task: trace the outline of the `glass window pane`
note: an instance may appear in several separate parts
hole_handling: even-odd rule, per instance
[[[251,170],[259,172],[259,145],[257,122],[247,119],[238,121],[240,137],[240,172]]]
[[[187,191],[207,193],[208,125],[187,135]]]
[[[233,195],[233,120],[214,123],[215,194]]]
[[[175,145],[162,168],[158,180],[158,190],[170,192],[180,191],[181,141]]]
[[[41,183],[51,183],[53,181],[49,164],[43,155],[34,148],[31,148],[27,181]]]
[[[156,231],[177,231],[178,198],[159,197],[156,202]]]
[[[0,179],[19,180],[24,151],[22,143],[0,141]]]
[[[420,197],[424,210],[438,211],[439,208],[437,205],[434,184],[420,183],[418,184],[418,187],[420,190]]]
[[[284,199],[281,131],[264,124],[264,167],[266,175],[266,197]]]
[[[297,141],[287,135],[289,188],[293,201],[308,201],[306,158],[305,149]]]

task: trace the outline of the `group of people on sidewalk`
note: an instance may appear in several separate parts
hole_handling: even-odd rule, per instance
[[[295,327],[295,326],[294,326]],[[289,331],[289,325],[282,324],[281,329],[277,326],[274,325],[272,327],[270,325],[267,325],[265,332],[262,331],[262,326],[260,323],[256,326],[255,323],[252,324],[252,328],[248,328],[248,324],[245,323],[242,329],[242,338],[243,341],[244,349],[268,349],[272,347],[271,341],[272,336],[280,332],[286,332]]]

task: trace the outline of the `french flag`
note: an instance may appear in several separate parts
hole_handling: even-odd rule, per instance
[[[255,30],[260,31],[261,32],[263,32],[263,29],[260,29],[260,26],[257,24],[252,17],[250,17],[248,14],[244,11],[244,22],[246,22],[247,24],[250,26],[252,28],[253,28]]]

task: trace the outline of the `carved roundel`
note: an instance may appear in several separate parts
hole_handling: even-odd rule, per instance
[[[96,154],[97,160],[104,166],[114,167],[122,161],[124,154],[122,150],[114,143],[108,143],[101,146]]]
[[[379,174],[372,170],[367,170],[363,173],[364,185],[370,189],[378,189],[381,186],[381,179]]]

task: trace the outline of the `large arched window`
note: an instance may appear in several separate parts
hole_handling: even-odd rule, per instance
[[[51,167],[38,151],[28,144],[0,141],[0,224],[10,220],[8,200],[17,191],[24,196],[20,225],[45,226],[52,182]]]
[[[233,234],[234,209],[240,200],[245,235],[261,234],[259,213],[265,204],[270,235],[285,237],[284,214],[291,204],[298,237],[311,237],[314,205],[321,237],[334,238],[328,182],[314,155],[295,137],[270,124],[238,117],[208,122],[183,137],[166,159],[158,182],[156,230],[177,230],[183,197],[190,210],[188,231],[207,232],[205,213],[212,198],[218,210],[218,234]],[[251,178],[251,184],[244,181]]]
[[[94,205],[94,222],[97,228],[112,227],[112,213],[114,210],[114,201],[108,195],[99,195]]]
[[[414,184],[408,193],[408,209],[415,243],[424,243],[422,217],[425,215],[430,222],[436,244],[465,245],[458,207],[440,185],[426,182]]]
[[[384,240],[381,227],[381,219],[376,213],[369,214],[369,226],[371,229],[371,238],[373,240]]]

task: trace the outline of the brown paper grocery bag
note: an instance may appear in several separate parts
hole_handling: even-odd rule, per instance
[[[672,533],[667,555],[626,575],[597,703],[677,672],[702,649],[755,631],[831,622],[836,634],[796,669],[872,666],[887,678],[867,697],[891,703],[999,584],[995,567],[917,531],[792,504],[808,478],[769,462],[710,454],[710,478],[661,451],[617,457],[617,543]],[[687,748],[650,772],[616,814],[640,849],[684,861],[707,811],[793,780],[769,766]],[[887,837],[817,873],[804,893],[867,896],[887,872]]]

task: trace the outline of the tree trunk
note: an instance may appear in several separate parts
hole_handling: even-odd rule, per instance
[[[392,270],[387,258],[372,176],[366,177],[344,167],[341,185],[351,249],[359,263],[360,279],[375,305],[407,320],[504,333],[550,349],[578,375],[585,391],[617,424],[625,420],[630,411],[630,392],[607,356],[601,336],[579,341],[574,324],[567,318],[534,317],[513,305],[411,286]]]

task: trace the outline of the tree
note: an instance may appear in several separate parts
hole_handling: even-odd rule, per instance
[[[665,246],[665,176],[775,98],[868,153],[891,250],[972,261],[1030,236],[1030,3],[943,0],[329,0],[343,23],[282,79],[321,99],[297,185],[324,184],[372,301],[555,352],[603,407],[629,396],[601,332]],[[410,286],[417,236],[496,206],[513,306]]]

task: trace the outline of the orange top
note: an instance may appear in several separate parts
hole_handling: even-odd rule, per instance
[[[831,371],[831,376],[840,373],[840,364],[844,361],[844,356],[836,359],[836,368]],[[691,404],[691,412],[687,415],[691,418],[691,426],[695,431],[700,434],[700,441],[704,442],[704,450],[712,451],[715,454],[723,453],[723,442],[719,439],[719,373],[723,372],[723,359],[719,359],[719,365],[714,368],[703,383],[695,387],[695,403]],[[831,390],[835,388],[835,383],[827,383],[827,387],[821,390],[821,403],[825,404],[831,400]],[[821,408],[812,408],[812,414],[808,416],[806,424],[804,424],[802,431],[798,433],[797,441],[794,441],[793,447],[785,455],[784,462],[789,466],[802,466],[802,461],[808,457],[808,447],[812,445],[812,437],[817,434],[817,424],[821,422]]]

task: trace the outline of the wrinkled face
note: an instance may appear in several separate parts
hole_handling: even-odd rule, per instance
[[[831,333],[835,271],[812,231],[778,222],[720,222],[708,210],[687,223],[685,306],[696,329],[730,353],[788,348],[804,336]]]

■ ■ ■ ■

Add 96 to every polygon coordinate and write out again only the lines from the first one up to and including the line with "[[[233,195],[233,120],[214,123],[215,194]]]". Leave all other text in those lines unchanged.

**Written reply:**
task: trace the outline of the `glass window pane`
note: an instance may appear in several separate parts
hole_handling: even-odd rule, per instance
[[[347,266],[355,268],[355,241],[353,218],[343,215],[334,217],[336,233],[336,268]]]
[[[283,287],[303,289],[304,221],[283,231]]]
[[[329,291],[329,216],[310,219],[311,290]]]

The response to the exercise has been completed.